Não falei muito ainda dos primeiros dias aqui em Campinas, e venho aqui tentar a redenção para com bons amigos: as Marias e o Antônio.

Eu conheço o Antônio do IBTA, onde ele trabalhou por alguns meses em São Paulo, depois ele saiu, depois voltou para coordenar o IBTA Campinas. Nas poucas vezes em que havia estado com eles antes, a filha Maria Augusta já me apelidou de Zé Louco. Quando, ainda em Blumenau, eu fiz as entrevistas para vir aqui para o interior de SP, eu comentei com a possibilidade com o Antônio, e pouco tempo depois eu tinha um convite para ficar hospedado lá na casa deles até arrumar uma moradia definitiva. Pronto, acabou o sossego deles.

■ LINHAS FORNECIDAS:
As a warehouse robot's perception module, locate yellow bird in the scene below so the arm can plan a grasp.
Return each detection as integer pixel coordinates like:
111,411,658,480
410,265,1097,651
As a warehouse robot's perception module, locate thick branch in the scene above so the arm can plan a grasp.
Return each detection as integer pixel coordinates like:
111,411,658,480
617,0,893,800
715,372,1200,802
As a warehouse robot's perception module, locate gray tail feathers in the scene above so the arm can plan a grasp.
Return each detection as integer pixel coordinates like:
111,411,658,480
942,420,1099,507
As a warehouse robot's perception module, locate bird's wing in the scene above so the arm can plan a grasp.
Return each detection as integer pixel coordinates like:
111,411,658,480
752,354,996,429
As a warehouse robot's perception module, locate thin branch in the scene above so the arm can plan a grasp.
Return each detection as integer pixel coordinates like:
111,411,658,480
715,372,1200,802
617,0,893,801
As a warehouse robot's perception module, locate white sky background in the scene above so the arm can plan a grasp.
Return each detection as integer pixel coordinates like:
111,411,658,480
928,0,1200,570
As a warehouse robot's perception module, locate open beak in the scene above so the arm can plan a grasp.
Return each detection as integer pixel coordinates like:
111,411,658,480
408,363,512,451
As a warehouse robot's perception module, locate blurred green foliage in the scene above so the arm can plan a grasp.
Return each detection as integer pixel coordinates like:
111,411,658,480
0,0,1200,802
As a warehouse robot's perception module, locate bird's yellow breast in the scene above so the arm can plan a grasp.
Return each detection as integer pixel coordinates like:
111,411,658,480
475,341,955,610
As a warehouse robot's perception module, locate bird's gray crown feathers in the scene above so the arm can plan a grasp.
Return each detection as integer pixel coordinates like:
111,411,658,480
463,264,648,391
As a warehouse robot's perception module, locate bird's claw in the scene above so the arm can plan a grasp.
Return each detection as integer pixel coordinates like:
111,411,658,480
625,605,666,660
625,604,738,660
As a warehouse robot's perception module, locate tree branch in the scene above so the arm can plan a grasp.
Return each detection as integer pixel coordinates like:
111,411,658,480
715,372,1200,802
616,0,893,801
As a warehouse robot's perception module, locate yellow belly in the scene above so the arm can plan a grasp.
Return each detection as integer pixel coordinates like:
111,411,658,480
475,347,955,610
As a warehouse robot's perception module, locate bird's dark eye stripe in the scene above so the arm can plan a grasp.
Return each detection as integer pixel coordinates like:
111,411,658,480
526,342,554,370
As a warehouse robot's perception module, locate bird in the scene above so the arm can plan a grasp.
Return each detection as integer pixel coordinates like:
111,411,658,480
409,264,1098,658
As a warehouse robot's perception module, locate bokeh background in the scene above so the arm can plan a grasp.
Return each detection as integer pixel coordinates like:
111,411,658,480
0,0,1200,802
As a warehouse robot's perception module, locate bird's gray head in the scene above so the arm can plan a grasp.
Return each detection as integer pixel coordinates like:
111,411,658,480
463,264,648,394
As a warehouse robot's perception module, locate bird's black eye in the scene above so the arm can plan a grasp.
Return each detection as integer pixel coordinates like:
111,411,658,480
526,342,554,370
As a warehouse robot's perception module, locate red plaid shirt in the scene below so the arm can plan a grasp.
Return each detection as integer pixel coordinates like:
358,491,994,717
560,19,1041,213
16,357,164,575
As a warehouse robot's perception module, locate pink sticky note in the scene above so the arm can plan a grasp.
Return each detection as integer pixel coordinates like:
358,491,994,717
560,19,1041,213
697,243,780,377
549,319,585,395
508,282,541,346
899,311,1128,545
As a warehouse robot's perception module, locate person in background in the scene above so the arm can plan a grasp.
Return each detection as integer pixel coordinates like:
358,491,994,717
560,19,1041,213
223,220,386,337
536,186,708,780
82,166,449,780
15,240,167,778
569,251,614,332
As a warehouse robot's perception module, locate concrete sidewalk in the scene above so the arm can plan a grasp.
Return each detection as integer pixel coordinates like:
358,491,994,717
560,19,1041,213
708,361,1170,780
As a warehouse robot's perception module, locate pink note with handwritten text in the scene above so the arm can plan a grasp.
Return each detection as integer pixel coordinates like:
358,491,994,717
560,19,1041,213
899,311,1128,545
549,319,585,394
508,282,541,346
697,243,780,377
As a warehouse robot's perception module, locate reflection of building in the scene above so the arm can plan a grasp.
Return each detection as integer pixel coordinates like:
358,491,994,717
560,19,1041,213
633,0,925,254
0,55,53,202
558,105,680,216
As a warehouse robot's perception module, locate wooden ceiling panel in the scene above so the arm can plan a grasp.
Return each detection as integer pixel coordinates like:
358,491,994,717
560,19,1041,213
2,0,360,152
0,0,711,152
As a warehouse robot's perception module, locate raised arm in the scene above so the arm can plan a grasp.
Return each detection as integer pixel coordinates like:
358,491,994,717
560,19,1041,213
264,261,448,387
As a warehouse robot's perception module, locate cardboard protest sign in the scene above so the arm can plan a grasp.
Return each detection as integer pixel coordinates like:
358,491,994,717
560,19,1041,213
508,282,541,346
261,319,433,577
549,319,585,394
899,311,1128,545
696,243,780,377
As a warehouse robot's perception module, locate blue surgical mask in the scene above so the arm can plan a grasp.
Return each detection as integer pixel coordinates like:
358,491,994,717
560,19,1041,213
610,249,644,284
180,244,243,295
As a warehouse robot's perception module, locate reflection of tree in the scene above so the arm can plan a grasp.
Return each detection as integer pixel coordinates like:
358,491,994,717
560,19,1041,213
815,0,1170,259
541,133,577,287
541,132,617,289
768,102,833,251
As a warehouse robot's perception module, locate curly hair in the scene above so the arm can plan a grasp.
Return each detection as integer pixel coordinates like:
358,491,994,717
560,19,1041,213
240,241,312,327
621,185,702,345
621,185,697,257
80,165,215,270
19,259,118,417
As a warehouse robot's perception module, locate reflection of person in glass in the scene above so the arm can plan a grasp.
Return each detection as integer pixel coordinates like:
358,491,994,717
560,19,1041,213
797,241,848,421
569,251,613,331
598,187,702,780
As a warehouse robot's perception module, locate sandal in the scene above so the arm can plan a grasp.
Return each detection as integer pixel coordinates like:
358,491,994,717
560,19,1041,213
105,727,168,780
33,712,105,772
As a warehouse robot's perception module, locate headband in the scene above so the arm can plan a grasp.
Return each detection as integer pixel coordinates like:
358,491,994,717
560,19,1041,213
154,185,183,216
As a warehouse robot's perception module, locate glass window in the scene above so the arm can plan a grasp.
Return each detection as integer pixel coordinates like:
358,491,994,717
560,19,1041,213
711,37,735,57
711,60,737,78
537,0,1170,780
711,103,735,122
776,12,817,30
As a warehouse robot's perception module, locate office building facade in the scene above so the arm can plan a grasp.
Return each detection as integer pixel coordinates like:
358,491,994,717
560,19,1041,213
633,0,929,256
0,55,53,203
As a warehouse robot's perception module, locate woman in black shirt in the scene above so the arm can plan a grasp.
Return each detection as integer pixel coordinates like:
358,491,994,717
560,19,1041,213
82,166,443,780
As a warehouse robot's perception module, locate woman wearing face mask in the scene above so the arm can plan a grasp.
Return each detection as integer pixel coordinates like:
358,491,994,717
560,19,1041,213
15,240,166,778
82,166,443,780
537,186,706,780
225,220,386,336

■ O QUE FAZER: Retome o trecho sobre os primeiros dias em Campinas logo depois da última frase e prossiga com o relato.

■ RESPOSTA ESCRITA:
À mesma época, já estava hospedado lá o Andi, um alemão calado (sim, isso é um pleonasmo, exceto quando bêbados), que é estudante de Assistência Social, com algum enfoque em Pedagogia, ou algo assim. O Andi esteve aqui por alguns meses fazendo um trabalho de levantamento histórico em uma favela, o Parque Oziel. Em algum momento, ele percebeu que as entrevistas que ele (e o seu colega Thomas) fizeram só contavam coisas boas da história da favela, quando ela já havia sido palco de muitos incidentes policiais.

Meu pai me emprestou o carro dele, que estava em São Paulo enquanto ele estava em Brasília, e peguei a Bandeirantes/Anhangüera com a "banheira". Era um domingo, e fomos todos jantar em uma pizzaria próxima. Abril em São Paulo, já um meio de outono, mas o interior de São Paulo é quente. O Andi leva uma jaqueta.

"Andi, what's that?"
"A jacket"
"Are you feeling.. cold??"
"Yes"
"You are not German, you can't feel cold here!"

De vez em quando, quebrando o silêncio da casa de filha única, Zé Louco aproximava-se sorrateiramente da Maria Augusta e (dedo indicador....) CÓCEGAS!!!! :-)

Na primeira manhã em que eu acordei lá, estamos à mesa do café, quando aparece a Maria Augusta, no seu roupão (de ir pra natação), com a touca de borracha na cabeça, e os óculos de nadar apertados nos olhos: "Olá, terráqueos". Quase morri de tanto rir.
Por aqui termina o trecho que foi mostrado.